Question

Consider a function $f:R-\left\{1\right\}\to R-\left\{1\right\}$ defined by $f\left(x\right)=\frac{x+a}{x-1},$ where $a$ is a real constant. If $f$ is not constant in its domain, then which of the following is/are CORRECT ?

• A. domain and range of $f$ are the same
• B. $\left(fof\right)\left(\frac{1}{x}\right)=\frac{1}{x}$
• C. $f\left(\frac{1}{f\left(f\right(x\left)\right)}\right)-f\left(f\left(f\left(\frac{1}{x}\right)\right)\right)=0$
• D. $f$ has its own inverse

Answer 1

Answer: (A), (B), (C), (D)

The correct options are
A domain and range of $f$ are the same
B $\left(fof\right)\left(\frac{1}{x}\right)=\frac{1}{x}$
C $f\left(\frac{1}{f\left(f\right(x\left)\right)}\right)-f\left(f\left(f\left(\frac{1}{x}\right)\right)\right)=0$
D $f$ has its own inverse

$y=f\left(x\right)=\frac{x+a}{x-1}$
Clearly, domain is $R-\left\{1\right\}$
$f^{\prime }\left(x\right)=\frac{(x-1)-(x+a)}{(x-1{)}^2}=-\frac{(a+1)}{(x-1{)}^2}$
Since, $f$ is not constant, hence $a\ne -1$.
Hence $f^{\prime }\left(x\right)$ is either always increasing or decreasing, thus one-one.

Now, $y=\frac{x+a}{x-1}$
$\Rightarrow yx-y=x+a\Rightarrow x(y-1)=y+a$
$\Rightarrow x=\frac{y+a}{y-1}$
Clearly, $x\in$ Domain$\left(f\right)$ for all $y\in R-\left\{1\right\}$
$\therefore$ Range $=R-\left\{1\right\}$ and thus $f$ is onto.

| REQUIRED TASK A |
In the function problem, which answer options does the solution list as correct?

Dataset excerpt
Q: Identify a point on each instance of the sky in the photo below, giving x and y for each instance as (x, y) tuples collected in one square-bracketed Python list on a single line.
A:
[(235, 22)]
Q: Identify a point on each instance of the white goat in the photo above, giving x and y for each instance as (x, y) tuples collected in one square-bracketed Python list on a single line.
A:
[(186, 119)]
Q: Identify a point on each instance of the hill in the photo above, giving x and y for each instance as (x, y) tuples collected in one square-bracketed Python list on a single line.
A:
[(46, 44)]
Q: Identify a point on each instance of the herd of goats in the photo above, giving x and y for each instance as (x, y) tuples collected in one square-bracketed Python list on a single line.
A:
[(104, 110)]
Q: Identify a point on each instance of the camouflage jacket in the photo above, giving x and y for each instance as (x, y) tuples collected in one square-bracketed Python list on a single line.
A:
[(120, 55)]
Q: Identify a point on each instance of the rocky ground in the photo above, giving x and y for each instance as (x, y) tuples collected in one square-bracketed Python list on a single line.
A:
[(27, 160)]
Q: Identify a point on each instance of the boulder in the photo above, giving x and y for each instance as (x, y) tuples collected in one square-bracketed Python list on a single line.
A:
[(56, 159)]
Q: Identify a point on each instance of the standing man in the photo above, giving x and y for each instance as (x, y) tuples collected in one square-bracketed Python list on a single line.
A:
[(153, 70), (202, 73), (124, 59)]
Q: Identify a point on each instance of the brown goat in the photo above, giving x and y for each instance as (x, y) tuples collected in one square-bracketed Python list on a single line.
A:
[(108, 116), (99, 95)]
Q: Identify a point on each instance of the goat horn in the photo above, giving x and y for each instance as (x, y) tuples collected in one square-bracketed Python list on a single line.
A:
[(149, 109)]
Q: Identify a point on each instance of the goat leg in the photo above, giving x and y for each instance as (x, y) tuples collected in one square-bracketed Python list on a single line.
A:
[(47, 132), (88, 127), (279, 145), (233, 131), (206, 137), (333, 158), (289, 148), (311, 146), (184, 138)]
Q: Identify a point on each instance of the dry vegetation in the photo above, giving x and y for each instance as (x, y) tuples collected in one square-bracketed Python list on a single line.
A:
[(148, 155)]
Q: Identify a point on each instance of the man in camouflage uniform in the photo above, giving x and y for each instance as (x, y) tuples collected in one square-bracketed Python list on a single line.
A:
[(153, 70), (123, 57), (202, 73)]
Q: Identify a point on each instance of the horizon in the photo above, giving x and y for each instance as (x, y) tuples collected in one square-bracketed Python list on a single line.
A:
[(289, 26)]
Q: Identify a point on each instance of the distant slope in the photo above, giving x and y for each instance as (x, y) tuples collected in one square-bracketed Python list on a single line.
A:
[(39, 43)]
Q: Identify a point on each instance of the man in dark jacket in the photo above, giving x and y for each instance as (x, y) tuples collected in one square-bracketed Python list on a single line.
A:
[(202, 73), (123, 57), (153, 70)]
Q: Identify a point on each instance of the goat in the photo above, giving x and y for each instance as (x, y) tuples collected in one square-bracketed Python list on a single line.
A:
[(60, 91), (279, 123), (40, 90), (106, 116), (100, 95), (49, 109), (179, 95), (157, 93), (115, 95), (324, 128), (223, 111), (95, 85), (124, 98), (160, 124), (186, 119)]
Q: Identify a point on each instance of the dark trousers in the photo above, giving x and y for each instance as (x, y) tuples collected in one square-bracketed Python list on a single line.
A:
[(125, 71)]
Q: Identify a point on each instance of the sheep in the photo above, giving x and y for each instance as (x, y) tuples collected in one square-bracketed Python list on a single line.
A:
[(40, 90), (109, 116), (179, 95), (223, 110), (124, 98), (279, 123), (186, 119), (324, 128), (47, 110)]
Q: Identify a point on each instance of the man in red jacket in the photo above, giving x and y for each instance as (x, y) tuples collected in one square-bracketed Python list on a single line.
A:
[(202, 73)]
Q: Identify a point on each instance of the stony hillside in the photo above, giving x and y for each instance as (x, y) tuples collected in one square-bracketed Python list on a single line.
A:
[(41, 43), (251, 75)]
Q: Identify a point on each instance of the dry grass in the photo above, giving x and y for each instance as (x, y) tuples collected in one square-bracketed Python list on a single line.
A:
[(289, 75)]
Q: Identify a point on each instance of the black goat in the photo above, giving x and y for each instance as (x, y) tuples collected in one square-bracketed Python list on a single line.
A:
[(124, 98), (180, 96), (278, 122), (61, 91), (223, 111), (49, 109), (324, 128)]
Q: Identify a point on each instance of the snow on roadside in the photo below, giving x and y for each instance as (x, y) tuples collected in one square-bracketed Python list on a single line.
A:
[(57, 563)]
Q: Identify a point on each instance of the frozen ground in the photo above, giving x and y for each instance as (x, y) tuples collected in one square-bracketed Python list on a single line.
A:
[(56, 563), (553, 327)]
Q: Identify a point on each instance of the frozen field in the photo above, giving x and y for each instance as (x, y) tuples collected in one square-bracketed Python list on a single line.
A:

| REQUIRED TASK B |
Retype the records from their first line through the line containing "[(235, 22)]", both ends included, exactly as they appear.

| REPLY A |
All four options: A, B, C, and D.

| REPLY B |
Q: Identify a point on each instance of the sky in the photo below, giving x and y for each instance as (x, y) tuples collected in one square-bracketed Python list on a single line.
A:
[(235, 22)]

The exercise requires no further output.